(DATA SHOWN begins)

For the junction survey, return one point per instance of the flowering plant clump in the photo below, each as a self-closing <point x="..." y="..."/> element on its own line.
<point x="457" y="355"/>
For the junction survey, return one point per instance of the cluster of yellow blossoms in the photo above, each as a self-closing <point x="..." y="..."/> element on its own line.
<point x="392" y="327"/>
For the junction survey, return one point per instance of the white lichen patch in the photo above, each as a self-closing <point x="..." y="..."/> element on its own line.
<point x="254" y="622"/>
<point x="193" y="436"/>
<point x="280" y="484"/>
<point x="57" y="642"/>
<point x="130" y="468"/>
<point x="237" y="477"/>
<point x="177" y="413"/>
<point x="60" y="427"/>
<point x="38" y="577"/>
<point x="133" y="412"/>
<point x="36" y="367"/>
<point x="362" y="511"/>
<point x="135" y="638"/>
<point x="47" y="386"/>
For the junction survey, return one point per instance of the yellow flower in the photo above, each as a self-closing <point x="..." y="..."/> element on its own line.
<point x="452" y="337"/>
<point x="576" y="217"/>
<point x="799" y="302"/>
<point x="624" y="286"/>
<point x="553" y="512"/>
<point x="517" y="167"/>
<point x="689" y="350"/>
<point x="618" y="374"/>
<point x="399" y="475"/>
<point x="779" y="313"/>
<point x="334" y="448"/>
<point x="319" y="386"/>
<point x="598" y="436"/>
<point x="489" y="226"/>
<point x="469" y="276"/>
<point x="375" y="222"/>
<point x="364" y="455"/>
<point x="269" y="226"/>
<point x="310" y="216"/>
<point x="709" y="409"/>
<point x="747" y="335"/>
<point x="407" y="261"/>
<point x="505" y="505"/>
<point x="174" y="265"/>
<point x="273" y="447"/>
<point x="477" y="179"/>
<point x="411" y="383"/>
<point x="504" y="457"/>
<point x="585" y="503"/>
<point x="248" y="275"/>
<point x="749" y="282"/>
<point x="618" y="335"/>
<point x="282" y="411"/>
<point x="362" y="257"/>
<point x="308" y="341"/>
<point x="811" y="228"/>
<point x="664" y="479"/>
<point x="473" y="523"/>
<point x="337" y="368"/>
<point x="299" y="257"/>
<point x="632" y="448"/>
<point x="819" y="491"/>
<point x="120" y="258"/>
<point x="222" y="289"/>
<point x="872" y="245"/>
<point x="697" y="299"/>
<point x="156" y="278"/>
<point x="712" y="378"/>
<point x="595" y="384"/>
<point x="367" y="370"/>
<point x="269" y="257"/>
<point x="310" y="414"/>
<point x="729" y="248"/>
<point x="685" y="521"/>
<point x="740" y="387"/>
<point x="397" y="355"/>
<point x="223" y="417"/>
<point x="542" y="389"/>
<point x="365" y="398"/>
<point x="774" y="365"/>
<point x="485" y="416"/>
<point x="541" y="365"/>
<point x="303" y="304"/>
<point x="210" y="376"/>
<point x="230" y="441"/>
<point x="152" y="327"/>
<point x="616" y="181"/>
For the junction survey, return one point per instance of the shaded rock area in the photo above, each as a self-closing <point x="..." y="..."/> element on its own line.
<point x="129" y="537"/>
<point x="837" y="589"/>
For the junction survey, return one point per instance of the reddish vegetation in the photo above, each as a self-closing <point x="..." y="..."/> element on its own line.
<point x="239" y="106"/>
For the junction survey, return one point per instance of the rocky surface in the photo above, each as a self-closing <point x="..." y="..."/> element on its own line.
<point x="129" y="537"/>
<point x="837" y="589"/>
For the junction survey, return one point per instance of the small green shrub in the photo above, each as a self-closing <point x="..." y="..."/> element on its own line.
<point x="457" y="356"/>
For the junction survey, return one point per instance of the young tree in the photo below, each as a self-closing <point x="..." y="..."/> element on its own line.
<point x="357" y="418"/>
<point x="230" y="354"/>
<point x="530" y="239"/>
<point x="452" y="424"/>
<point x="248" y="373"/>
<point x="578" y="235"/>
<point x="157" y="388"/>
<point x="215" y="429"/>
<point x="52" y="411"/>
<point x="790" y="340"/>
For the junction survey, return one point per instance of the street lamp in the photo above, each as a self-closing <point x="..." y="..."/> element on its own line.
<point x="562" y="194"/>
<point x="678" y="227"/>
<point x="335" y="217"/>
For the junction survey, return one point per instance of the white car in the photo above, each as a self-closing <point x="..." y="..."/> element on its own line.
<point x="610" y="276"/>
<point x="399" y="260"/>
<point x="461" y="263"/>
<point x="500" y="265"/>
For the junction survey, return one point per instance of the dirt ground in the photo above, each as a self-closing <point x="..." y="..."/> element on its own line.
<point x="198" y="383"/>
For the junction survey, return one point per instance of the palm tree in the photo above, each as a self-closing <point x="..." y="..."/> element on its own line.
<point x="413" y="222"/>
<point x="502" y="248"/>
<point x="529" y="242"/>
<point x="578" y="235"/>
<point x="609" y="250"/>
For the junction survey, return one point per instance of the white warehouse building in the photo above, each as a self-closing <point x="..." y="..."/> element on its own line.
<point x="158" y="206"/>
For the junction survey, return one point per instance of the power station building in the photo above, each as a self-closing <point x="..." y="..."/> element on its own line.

(DATA SHOWN ends)

- [WORK REQUIRED]:
Emit verbatim the lines running from the one with "of the street" through the last line of the data, both endpoints inclusive.

- [YOUR SOLUTION]:
For the junction survey, return one point per instance of the street lamp in the photo above, each as a self-closing <point x="..." y="..."/> element on its own line.
<point x="562" y="194"/>
<point x="678" y="227"/>
<point x="335" y="217"/>
For the junction survey, return one point per instance of the white car in the photo above, each as a self-closing <point x="..." y="..."/> element on its own line.
<point x="610" y="276"/>
<point x="399" y="260"/>
<point x="461" y="263"/>
<point x="500" y="265"/>
For the junction survey, return one point per instance of the dirt ground in the photo above, each as a self-closing <point x="..." y="..."/> element on its own line.
<point x="198" y="383"/>
For the junction survey, return one point per instance of the palm tree in the photo above, each as a self-closing <point x="..." y="..."/> element on its own line.
<point x="413" y="222"/>
<point x="502" y="248"/>
<point x="529" y="242"/>
<point x="578" y="235"/>
<point x="609" y="250"/>
For the junction survey, return one point per instance of the white warehouse building in the photo above, each as a self-closing <point x="..." y="..."/> element on its own line.
<point x="158" y="206"/>
For the junction survey, return one point per instance of the power station building in the photo above, each as a self-closing <point x="..." y="..."/> element on its own line.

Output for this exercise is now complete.